Exercise instructions >>
Starting with the line that contains "If you could locate the dark granite", copy each line exactly through the end of the listing, and omit all pictures.

Some records:
-- START --

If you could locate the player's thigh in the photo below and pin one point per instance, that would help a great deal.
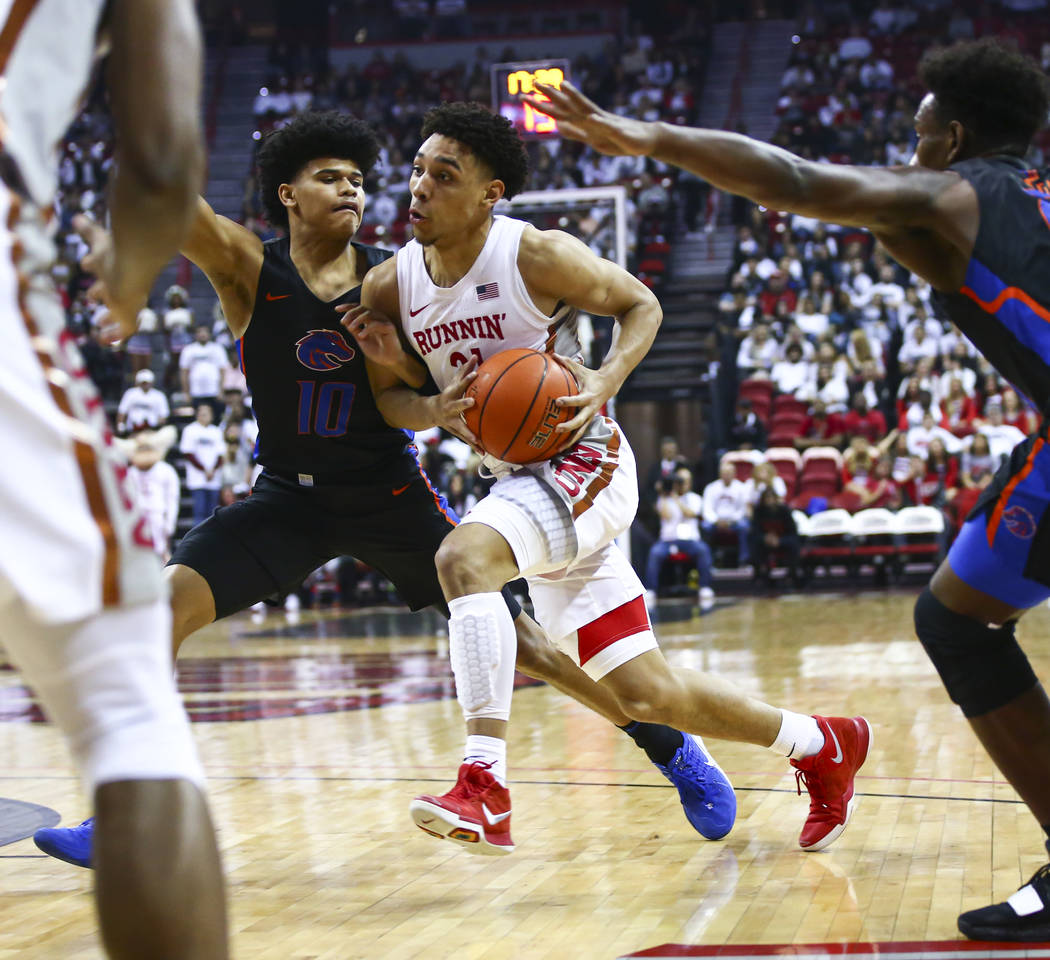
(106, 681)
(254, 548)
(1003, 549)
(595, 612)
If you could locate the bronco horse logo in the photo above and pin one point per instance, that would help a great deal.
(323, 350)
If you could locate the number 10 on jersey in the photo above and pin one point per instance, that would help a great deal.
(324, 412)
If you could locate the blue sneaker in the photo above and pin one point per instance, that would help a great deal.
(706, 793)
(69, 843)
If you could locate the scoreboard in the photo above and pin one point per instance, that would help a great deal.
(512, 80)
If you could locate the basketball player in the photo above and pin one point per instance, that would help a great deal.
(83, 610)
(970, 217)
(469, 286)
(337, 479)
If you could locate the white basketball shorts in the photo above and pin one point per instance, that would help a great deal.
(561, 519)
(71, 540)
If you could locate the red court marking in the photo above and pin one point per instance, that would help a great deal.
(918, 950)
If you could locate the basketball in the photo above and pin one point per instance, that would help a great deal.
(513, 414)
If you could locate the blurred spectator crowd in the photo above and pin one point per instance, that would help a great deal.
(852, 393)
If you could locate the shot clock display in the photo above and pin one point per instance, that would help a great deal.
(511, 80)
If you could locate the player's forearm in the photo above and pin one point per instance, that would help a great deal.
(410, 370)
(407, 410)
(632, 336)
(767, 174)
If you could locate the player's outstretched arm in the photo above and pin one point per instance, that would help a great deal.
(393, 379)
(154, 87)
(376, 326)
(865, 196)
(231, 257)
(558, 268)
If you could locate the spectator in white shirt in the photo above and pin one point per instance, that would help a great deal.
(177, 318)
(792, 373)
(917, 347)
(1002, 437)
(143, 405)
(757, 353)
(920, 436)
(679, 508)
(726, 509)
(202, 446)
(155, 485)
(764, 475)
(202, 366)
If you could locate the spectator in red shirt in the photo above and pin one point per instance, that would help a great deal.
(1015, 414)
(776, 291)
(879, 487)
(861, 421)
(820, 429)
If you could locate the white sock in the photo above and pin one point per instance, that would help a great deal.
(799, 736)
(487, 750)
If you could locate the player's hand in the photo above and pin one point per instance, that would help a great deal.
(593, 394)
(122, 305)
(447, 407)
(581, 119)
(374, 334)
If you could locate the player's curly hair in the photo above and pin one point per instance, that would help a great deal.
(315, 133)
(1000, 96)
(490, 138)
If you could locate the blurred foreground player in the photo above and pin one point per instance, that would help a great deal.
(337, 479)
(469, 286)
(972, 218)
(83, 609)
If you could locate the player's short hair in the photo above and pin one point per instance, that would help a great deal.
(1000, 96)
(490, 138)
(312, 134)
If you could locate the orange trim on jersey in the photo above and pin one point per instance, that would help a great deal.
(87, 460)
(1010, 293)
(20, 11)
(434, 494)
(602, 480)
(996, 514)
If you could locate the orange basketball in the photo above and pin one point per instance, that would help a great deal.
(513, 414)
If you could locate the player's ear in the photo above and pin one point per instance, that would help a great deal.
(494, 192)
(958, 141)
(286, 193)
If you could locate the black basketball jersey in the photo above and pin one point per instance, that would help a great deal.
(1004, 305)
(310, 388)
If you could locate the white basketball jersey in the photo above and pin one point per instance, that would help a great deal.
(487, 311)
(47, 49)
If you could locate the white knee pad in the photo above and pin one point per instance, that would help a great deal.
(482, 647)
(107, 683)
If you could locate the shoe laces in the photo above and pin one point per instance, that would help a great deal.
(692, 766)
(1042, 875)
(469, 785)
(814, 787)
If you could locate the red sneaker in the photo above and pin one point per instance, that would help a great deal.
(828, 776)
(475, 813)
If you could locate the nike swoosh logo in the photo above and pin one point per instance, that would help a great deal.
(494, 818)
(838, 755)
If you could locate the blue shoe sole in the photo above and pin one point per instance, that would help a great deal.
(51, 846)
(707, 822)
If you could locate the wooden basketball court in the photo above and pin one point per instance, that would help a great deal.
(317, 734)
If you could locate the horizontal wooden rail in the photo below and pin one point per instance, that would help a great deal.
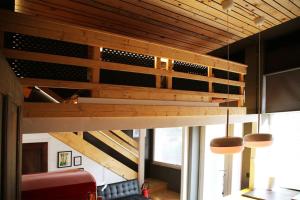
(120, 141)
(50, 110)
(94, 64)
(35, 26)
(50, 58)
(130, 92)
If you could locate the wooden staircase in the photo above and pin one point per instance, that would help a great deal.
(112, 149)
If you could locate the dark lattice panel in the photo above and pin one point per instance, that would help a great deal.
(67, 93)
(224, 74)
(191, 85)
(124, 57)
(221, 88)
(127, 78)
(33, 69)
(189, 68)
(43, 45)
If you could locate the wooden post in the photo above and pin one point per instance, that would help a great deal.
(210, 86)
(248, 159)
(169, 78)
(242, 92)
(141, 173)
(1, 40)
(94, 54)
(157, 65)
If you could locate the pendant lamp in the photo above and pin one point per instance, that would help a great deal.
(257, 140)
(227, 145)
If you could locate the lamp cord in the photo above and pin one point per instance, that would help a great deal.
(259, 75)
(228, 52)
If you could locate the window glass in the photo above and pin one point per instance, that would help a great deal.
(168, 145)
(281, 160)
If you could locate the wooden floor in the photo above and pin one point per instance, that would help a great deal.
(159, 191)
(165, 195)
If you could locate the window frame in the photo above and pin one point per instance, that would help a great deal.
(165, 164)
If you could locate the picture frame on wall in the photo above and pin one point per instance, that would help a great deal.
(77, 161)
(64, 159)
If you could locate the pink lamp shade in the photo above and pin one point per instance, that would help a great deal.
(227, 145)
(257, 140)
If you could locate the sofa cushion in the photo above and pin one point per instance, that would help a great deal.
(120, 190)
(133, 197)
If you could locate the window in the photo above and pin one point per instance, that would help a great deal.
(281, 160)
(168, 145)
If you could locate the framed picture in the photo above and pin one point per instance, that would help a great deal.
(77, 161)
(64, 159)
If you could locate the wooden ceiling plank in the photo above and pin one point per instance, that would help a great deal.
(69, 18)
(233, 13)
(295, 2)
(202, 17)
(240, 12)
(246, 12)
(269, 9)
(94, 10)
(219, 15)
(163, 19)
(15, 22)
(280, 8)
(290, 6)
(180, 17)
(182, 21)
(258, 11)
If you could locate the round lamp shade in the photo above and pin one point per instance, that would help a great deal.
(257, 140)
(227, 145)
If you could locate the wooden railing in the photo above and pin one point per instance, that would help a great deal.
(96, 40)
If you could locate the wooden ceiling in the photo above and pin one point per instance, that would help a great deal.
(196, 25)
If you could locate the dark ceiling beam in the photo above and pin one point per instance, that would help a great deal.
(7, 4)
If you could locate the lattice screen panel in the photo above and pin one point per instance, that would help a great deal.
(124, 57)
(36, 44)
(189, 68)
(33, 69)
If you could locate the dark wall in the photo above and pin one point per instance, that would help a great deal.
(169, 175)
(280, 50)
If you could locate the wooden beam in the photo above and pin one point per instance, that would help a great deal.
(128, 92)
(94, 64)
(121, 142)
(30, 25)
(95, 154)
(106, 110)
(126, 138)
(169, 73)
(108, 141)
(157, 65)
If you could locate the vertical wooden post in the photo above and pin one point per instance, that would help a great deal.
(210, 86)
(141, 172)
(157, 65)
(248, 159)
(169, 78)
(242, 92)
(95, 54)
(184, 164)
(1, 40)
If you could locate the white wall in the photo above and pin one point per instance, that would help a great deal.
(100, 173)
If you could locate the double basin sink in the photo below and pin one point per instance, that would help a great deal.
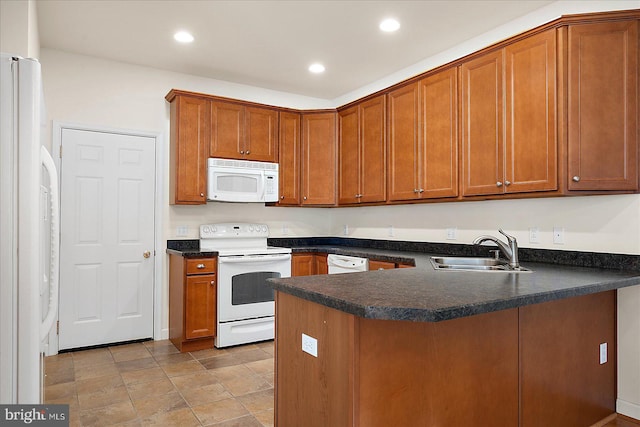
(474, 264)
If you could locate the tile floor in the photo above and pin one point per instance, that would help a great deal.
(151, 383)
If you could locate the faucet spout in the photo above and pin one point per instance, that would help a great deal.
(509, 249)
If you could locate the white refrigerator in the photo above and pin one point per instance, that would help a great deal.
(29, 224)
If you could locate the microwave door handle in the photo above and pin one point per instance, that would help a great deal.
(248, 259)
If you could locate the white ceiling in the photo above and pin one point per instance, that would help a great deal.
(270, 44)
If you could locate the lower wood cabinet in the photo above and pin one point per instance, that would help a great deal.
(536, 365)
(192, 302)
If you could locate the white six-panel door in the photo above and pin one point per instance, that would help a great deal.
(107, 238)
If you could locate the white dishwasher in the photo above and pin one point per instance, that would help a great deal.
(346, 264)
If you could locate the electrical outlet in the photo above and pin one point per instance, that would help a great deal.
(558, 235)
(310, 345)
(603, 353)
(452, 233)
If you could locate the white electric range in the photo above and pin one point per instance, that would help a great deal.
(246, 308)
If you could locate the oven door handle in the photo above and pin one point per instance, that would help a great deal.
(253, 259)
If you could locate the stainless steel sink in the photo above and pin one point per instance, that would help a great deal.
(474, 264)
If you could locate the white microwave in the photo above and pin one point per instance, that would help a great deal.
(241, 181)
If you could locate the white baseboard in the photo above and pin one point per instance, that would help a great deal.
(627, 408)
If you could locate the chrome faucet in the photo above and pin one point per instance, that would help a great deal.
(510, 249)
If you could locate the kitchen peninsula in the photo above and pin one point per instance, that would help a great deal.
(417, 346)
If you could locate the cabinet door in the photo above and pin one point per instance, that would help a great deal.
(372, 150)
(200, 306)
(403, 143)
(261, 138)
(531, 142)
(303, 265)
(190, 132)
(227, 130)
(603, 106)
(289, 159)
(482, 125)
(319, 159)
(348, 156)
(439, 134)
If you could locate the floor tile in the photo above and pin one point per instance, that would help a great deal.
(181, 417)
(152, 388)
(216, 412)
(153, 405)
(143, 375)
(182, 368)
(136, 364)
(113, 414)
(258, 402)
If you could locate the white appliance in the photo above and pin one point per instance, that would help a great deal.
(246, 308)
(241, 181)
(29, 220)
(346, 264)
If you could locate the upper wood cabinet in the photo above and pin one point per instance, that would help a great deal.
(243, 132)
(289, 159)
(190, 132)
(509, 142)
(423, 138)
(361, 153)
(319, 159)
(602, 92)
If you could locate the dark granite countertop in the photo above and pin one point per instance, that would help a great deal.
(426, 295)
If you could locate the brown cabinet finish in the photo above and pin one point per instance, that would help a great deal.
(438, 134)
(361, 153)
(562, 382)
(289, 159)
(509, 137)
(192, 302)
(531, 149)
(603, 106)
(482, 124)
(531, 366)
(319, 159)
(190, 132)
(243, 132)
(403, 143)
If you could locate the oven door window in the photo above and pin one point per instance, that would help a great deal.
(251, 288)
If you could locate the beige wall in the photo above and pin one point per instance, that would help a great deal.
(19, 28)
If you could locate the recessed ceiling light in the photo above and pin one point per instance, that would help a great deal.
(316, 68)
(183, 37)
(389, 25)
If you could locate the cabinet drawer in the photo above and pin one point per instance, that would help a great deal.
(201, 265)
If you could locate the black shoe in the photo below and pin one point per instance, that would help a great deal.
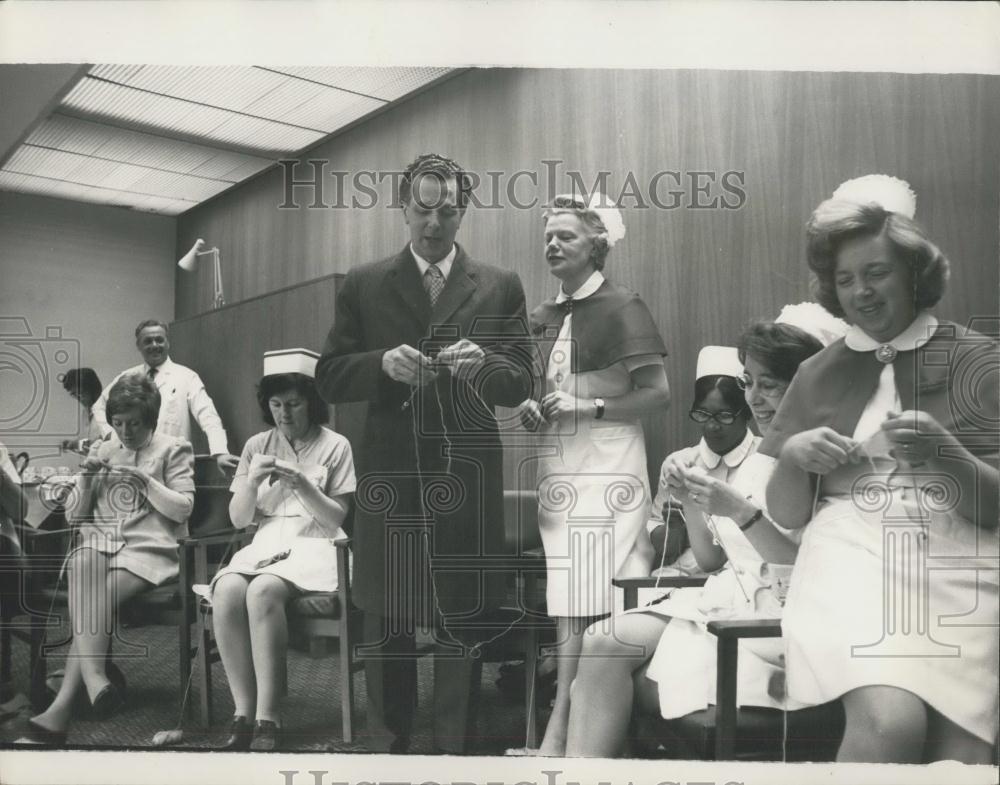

-- END --

Result of this exercise >>
If you could locate the dark granite countertop in the photo above and pin one point per instance, that would help a great deal.
(426, 295)
If you could locate the brown cabinet finish in the photo above and pin one point per instance, that would help a great deal.
(438, 134)
(361, 153)
(562, 382)
(289, 159)
(509, 137)
(192, 302)
(531, 149)
(603, 106)
(482, 124)
(531, 366)
(319, 159)
(190, 132)
(243, 132)
(403, 143)
If you could locate the oven door window in the photo above and pin one point per instance, that would help a great deal.
(251, 288)
If you could locate the beige wall in the photo above and pin one point per instance, that would help a great deal.
(19, 28)
If you could locate the recessed ceiling light in the photo above and pin one point per instance, that would help a great deal.
(316, 68)
(183, 37)
(389, 25)
If you could locate the cabinet drawer in the photo above and pin one point per instance, that would help a great deal.
(201, 265)
If you could locate the black shoe in the photo below and pin one point per instance, that would help a great deal.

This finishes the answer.